Si les pilotes ont la responsabilité de maintenir leurs compétences, alors qu’un grande majorité des avions est encore clouée au sol, les compagnies doivent s’organiser pour faciliter le maintient des compétences de leurs pilotes. Aerobuzz a contacté Chalair et Air Caraïbes, l’une évoluant sur des lignes intérieures et l’autre sur du long-courrier, de manière à prendre la température et à comprendre comment les pilotes et leur compagnie se préparent à reprendre les vols.
La compagnie Chalair Aviation, basée à Caen, exploite en France neuf Beechracft 1900D et cinq ATR (trois 42-500, un 42-320 et un 72-500) sur des liaisons intérieures. Comme toutes les autres compagnies, le 17 mars 2020, Chalair suspend ses vols, mais pas ses activités, et accompagne ses soixante pilotes.
Marine Le Meur, responsable formation et pédagogie au sein de la compagnie, explique la nécessaire rapide évolution des outils de formation : « Nous avions l’habitude de réunir les pilotes dans une salle de manière à assurer les formations récurrentes sur la gestion des ressources de l’équipage (Crew Resource Management, CRM), mais aussi sur les procédures normales, anormales et d’urgence, les procédures d’exploitation… Si le CRM demeure obligatoire en salle, nous avons fait évoluer nos systèmes d’entraînement et de formation pour les pilotes et le personnel de cabine vers l’e-learning, que nous utilisions très peu jusqu’alors. »
Chalair a ainsi créé sa propre formation e-learning, sur la base de l’existante, qui vient en complément de ce qui se faisait dans la compagnie et qui demeurera de manière pérenne dans le parcours de chaque pilote : « Nous avons découvert avec l’e-learning la possibilité de faire de la formation toute l’année et d’adapter les sujets en fonction de la période de l’année » explique encore Marine Le Meur qui poursuit : « aborder les conditions givrantes en salle et en par une journée d’été n’a pas la même portée que l’aborder au moment où le pilote pourrait rencontrer ces conditions météo. »
Chez Air Caraïbes, le e-learning est également devenu la règle lors du confinement. Les 120 pilotes de la compagnies, qui opère cinq A330 et quatre A350 vers les Antilles et la Guyane, ont bénéficié eux aussi d’une formation à distance. Jean-Paul Julia, chef pilote de la compagnie, explique que « le service formation a produit un document en e-learning, accessible à tous en libre accès, pour aider les pilotes à maintenir leurs compétences. »
La cohérence de la flotte d’Air Caraïbes simplifie les choses : les qualifications de type sur A330 et A350 sont les mêmes, avec seulement un module en plus pour l’A350. « Côté simulateurs » précise Jean-Paul Julia, « nous n’avons pas eu de problème pendant le confinement car ceux qu’on utilise à Roissy et Toulouse nous ont permis de passer la plupart des pilotes arrivant en butée de validité de leur expérience récente et du « recurrent training ».

**LISTE DES LIGNES:**
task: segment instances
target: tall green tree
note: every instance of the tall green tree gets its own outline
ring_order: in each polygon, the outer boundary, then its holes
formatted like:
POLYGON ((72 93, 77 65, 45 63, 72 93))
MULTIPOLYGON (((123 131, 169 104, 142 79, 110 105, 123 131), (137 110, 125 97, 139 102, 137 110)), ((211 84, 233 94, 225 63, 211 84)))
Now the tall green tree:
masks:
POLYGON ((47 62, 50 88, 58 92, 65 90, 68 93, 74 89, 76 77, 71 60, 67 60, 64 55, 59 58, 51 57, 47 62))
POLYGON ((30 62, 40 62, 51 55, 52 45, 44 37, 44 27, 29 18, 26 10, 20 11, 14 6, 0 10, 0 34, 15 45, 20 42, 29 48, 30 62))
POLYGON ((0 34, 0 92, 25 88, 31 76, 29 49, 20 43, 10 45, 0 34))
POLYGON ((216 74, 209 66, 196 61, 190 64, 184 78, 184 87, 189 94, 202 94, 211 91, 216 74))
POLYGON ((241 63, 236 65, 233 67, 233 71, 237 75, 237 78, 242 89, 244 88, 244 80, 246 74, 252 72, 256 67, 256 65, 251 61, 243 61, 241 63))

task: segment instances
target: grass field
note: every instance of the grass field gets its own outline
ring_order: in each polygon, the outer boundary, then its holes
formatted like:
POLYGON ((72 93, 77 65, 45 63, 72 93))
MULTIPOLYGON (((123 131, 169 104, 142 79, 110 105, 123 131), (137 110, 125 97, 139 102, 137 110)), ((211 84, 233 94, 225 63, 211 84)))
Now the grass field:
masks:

**TRAVAIL DEMANDÉ:** Recopiez le passage de l'article allant de « Si les pilotes » à « ses soixante pilotes. », en substituant « aviateurs » à « pilotes ». Les lignes n'interviennent en rien ici.

**RÉPONSE:**
Si les aviateurs ont la responsabilité de maintenir leurs compétences, alors qu’un grande majorité des avions est encore clouée au sol, les compagnies doivent s’organiser pour faciliter le maintient des compétences de leurs aviateurs. Aerobuzz a contacté Chalair et Air Caraïbes, l’une évoluant sur des lignes intérieures et l’autre sur du long-courrier, de manière à prendre la température et à comprendre comment les aviateurs et leur compagnie se préparent à reprendre les vols.
La compagnie Chalair Aviation, basée à Caen, exploite en France neuf Beechracft 1900D et cinq ATR (trois 42-500, un 42-320 et un 72-500) sur des liaisons intérieures. Comme toutes les autres compagnies, le 17 mars 2020, Chalair suspend ses vols, mais pas ses activités, et accompagne ses soixante aviateurs.